TASK ITEM ::
Work out how many lines in the records include the word "yellow", then answer with nothing but that number.

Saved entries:
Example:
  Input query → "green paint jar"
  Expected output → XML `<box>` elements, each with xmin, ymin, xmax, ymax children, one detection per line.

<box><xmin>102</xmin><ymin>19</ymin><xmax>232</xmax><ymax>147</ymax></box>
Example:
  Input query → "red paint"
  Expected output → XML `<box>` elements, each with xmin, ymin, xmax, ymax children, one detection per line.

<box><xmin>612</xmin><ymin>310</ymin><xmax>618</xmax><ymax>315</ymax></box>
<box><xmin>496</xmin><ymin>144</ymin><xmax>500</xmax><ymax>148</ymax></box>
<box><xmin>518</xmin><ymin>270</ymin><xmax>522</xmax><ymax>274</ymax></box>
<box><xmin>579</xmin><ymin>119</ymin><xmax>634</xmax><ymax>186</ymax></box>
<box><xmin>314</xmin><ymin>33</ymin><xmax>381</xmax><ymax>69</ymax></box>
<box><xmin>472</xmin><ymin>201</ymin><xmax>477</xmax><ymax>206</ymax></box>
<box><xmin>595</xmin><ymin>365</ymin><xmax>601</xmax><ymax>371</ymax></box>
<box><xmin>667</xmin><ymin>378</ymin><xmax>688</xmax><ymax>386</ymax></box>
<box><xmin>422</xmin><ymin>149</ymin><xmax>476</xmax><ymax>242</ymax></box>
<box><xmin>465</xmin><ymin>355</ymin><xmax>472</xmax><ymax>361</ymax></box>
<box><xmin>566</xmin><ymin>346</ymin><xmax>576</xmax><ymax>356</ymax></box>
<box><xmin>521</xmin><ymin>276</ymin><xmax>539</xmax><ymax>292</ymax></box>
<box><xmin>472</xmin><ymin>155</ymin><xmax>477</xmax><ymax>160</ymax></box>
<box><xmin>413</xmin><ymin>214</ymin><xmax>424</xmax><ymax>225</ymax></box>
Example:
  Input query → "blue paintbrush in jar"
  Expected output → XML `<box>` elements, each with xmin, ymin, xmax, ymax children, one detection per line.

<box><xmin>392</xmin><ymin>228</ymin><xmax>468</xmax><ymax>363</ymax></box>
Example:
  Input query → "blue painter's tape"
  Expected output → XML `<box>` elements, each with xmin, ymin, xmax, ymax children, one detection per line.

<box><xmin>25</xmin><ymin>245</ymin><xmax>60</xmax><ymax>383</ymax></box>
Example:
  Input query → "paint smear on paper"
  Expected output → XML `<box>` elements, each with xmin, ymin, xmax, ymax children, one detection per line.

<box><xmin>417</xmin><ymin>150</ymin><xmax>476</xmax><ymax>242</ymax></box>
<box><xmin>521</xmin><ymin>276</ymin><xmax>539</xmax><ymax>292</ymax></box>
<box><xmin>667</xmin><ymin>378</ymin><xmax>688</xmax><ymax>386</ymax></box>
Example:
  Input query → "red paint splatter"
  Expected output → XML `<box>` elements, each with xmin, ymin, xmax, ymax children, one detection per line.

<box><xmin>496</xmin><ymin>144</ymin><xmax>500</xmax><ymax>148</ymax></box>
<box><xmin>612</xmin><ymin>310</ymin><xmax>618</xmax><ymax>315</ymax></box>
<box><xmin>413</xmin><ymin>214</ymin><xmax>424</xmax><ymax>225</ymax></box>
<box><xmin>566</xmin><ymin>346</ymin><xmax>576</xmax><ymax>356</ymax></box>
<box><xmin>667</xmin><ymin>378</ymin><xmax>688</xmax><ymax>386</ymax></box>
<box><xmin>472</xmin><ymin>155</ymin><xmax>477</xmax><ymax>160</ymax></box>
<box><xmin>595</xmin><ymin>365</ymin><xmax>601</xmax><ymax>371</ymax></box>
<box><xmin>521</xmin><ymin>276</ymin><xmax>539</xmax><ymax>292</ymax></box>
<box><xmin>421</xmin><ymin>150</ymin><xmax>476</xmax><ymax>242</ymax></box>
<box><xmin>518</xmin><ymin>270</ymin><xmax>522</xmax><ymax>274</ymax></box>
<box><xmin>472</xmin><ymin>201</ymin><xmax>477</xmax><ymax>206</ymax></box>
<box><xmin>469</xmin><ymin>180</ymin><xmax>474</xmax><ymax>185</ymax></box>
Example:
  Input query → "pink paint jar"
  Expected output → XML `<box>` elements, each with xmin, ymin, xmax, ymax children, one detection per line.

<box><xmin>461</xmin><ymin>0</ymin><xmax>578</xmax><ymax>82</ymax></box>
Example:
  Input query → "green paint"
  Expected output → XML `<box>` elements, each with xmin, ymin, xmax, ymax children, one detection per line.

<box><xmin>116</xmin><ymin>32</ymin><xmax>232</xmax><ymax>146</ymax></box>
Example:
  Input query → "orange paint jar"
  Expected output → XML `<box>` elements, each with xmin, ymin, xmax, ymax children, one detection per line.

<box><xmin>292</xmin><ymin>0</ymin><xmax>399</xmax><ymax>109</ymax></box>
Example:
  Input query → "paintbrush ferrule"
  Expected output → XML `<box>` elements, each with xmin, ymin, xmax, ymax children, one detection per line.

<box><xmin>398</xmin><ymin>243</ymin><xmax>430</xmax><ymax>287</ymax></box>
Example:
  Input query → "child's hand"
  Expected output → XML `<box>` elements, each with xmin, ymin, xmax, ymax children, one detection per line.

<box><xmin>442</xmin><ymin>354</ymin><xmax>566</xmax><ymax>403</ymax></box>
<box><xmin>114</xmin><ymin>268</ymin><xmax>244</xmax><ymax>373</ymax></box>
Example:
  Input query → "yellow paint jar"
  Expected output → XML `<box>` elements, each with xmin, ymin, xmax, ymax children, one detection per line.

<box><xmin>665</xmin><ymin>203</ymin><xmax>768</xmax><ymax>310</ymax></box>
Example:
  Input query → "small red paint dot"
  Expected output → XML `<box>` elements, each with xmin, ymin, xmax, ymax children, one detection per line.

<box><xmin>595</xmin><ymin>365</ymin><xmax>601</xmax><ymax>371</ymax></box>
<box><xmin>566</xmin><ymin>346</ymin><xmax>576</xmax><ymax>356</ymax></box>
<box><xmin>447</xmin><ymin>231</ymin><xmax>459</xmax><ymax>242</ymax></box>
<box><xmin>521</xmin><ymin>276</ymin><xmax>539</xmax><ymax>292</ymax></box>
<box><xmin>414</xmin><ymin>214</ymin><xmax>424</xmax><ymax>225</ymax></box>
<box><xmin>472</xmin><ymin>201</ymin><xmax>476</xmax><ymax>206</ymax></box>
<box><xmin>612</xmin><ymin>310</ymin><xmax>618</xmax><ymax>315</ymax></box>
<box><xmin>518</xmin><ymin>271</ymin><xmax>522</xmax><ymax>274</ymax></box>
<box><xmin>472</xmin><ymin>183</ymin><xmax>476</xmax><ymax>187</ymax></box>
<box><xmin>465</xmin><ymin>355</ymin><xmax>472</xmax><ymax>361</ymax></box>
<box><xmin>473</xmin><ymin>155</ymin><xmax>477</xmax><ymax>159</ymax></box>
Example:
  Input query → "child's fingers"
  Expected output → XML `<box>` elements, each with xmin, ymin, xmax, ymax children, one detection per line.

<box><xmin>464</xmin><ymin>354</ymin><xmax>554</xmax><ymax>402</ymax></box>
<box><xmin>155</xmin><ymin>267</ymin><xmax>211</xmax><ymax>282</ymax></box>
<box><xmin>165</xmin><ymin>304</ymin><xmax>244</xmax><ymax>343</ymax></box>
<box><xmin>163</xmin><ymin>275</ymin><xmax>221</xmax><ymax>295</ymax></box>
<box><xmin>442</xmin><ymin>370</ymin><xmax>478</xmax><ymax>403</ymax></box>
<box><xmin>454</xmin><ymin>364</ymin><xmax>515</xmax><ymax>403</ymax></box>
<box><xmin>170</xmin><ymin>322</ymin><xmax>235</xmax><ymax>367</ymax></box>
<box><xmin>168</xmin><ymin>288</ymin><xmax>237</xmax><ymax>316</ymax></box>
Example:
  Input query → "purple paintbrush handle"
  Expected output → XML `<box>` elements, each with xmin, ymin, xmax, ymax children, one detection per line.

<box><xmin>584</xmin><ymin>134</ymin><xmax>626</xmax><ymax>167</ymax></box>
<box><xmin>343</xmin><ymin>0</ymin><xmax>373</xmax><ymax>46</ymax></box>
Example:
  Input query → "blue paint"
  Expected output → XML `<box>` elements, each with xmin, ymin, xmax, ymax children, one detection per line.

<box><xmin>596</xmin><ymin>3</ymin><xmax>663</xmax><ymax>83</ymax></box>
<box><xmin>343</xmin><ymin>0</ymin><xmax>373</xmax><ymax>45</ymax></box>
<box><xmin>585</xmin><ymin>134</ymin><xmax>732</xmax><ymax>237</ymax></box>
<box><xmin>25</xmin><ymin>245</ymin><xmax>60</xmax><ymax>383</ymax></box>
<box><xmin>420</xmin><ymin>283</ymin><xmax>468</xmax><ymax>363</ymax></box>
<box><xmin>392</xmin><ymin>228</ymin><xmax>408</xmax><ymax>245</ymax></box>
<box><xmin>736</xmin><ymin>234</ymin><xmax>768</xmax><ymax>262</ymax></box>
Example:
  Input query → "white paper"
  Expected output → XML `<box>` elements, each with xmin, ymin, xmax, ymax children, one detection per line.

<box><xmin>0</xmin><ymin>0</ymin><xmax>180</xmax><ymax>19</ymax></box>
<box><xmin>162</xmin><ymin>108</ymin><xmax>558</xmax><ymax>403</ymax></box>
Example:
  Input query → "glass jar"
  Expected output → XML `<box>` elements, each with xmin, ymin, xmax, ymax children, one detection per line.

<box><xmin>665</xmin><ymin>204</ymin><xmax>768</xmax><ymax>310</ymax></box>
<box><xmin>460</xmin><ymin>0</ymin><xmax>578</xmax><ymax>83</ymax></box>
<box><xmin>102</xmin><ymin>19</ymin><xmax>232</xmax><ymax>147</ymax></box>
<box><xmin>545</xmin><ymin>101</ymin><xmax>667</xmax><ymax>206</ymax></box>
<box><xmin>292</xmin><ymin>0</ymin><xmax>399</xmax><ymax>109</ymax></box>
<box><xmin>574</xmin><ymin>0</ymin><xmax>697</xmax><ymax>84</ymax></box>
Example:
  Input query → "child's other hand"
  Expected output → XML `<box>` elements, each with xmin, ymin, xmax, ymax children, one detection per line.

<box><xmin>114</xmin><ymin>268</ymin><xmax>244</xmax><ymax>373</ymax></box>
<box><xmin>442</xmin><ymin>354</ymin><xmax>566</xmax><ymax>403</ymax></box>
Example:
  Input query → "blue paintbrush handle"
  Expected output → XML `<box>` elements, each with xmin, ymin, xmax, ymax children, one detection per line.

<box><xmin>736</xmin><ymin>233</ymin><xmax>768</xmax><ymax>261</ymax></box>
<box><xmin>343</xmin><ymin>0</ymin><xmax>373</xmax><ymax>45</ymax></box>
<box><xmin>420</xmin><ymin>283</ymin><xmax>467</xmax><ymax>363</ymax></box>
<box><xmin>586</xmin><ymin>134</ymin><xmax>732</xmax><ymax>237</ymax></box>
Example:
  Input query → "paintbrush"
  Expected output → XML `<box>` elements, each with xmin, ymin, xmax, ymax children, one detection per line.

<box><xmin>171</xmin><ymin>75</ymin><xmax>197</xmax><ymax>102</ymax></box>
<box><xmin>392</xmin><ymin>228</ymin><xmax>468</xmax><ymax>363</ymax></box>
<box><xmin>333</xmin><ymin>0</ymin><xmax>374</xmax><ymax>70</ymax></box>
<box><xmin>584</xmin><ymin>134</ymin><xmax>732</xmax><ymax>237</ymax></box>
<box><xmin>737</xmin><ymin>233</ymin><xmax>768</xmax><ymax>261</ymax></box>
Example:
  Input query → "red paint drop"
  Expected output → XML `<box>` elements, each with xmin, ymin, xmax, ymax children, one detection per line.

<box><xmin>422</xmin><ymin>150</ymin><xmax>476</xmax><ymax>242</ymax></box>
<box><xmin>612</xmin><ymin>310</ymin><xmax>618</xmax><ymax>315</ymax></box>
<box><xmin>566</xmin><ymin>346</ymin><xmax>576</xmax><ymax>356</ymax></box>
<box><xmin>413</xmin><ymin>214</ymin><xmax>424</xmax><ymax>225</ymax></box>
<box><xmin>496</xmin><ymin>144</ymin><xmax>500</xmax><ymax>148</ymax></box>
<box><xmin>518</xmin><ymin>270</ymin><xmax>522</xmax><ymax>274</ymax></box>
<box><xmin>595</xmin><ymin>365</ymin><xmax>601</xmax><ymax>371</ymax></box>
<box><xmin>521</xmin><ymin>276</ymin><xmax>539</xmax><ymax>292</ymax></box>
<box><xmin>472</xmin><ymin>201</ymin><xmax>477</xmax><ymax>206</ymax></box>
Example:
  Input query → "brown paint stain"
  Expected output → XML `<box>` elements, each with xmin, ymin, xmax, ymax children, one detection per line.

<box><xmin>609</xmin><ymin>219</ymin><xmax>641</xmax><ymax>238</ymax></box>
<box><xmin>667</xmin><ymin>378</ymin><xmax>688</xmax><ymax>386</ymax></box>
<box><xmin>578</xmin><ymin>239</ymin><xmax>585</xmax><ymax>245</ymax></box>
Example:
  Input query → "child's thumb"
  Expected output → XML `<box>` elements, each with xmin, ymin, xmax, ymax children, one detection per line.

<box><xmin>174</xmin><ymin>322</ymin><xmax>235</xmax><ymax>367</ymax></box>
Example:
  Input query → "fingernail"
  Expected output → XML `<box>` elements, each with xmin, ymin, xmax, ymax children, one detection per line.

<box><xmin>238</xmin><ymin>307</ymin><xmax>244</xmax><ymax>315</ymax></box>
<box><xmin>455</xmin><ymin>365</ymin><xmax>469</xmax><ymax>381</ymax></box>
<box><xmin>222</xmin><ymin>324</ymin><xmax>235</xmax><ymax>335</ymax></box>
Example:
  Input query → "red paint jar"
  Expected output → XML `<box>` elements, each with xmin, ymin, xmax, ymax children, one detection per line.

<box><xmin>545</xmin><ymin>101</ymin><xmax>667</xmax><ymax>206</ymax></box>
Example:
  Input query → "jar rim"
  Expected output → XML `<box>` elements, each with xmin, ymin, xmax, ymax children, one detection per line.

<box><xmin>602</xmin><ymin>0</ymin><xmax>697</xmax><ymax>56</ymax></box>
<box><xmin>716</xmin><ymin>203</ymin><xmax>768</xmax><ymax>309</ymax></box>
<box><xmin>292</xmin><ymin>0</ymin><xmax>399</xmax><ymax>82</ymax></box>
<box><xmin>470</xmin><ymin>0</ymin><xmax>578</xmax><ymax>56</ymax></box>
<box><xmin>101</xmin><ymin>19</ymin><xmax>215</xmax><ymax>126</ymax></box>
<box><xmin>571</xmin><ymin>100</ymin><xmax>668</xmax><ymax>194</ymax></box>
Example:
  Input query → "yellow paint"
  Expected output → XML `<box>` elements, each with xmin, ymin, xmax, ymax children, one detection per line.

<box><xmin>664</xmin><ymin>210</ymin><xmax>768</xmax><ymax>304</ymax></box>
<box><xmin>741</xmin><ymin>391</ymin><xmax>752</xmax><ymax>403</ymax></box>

EXPECTED OUTPUT ::
2